**Exercise description**
Please give the entries again in full and exactly, without any picture.
-----
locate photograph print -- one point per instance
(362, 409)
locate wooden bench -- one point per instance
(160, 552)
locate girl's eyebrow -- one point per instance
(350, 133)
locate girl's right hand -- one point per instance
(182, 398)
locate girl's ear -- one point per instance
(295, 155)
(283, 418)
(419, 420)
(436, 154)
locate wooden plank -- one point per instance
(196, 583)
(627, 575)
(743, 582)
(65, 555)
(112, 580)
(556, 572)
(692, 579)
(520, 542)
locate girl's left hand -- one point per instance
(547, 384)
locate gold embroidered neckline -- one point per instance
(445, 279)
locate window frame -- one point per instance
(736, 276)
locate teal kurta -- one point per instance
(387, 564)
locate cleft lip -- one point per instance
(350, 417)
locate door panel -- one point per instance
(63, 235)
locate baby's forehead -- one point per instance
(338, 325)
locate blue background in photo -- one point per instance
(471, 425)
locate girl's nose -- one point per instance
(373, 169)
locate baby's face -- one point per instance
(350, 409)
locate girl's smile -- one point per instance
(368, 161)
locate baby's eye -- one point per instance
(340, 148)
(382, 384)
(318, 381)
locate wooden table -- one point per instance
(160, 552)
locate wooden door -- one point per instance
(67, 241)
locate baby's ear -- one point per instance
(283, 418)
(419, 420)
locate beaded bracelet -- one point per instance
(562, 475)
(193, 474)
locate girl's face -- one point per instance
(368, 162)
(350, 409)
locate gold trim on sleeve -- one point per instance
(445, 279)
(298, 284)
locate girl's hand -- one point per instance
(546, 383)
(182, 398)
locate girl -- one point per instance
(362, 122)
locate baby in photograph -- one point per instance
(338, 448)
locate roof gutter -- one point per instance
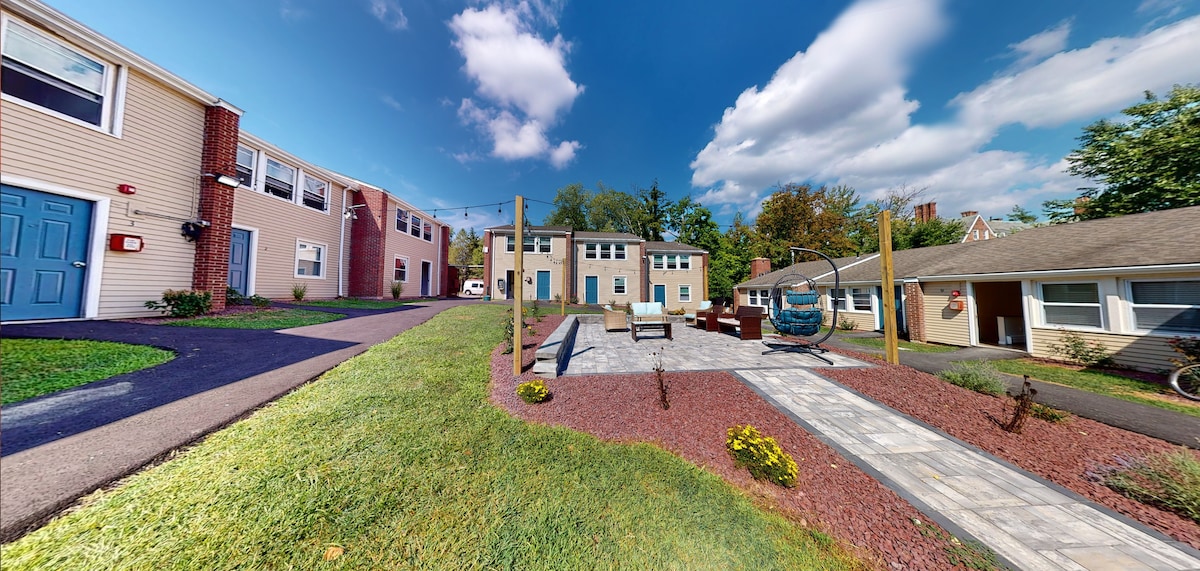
-----
**Task response**
locate photograph print -- one point per instance
(362, 409)
locate wooden bench -- one point per instance
(160, 552)
locate girl's eyebrow -- one point per instance
(350, 133)
locate girl's right hand -- one point per instance
(182, 398)
locate girl's ear -- one point per instance
(295, 155)
(283, 418)
(419, 420)
(436, 154)
locate wooden plank -- one point per instance
(196, 583)
(627, 575)
(743, 582)
(65, 555)
(112, 580)
(556, 572)
(692, 579)
(520, 542)
locate girl's left hand -- one point per instance
(547, 384)
locate gold embroidered neckline -- one point per instance
(445, 279)
locate window frame -- one point per instance
(736, 276)
locate teal kurta -- one point per instance
(387, 564)
locate cleft lip -- one point per instance
(350, 417)
locate door panel -- one point per instance
(63, 235)
locate baby's forehead -- one point per instance
(338, 325)
locate blue background in photo -- one point per instance
(471, 425)
locate girl's nose -- one point per instance
(373, 169)
locate baby's face -- one point per instance
(350, 409)
locate girl's smile -- one point per instance
(368, 161)
locate baby's eye -- one point per instance
(340, 148)
(382, 384)
(318, 381)
locate wooden table -- one point per instance
(160, 552)
locate wooden door -- one point per instance
(67, 241)
locate baby's ear -- one point per instance
(283, 418)
(419, 420)
locate beaded bracelet -- one point per instance
(562, 475)
(193, 474)
locate girl's face -- one point per instance
(368, 162)
(350, 409)
locate gold trim on sleeve -- one point per instance
(445, 279)
(298, 284)
locate girl's hand -- one point per instance
(546, 383)
(182, 398)
locate girl -- one point per instance
(362, 122)
locate baby in photograph -- one point per instance
(338, 448)
locate roof gutter -- one point per instance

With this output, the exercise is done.